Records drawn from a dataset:
=== Section Start ===

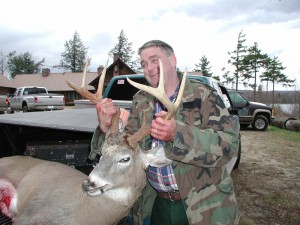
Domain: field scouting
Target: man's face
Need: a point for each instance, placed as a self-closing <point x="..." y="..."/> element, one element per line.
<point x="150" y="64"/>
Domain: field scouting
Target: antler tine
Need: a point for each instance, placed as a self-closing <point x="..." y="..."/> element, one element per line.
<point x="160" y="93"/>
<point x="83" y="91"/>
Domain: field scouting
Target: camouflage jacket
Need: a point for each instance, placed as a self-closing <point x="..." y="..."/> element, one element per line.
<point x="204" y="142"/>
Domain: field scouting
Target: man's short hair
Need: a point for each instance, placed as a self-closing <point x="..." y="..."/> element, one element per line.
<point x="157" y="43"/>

=== Section End ===
=== Section Start ===

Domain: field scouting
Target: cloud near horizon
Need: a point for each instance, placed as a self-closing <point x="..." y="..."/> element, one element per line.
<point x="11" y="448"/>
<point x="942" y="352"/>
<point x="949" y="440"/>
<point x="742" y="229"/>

=== Section End ===
=== Section Start ===

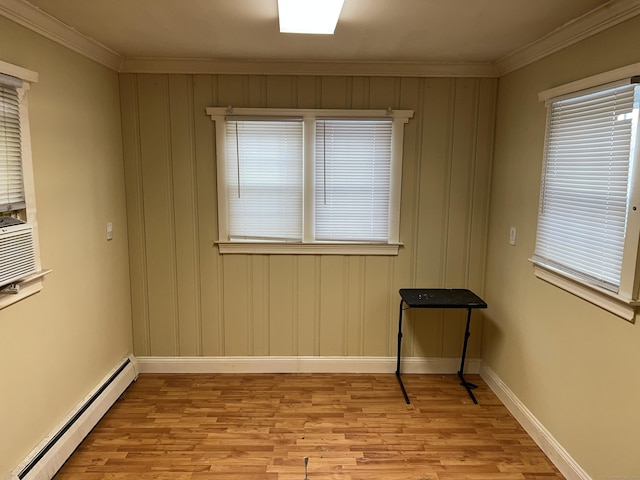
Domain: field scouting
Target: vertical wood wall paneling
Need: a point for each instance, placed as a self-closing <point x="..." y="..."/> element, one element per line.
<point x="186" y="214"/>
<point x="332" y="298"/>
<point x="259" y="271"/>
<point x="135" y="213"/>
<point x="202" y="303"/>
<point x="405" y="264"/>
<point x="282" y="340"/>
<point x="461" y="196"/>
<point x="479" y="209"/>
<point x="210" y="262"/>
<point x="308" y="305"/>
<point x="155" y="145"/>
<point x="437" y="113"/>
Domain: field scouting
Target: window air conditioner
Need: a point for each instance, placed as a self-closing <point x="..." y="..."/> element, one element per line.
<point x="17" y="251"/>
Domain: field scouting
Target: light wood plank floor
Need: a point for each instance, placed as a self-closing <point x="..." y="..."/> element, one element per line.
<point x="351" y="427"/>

=== Section End ===

What is being asked: Pull out every line holding "wood" from the records above, and copy it.

Result:
Target: vertical wood wall paneling
Target: light wood plank floor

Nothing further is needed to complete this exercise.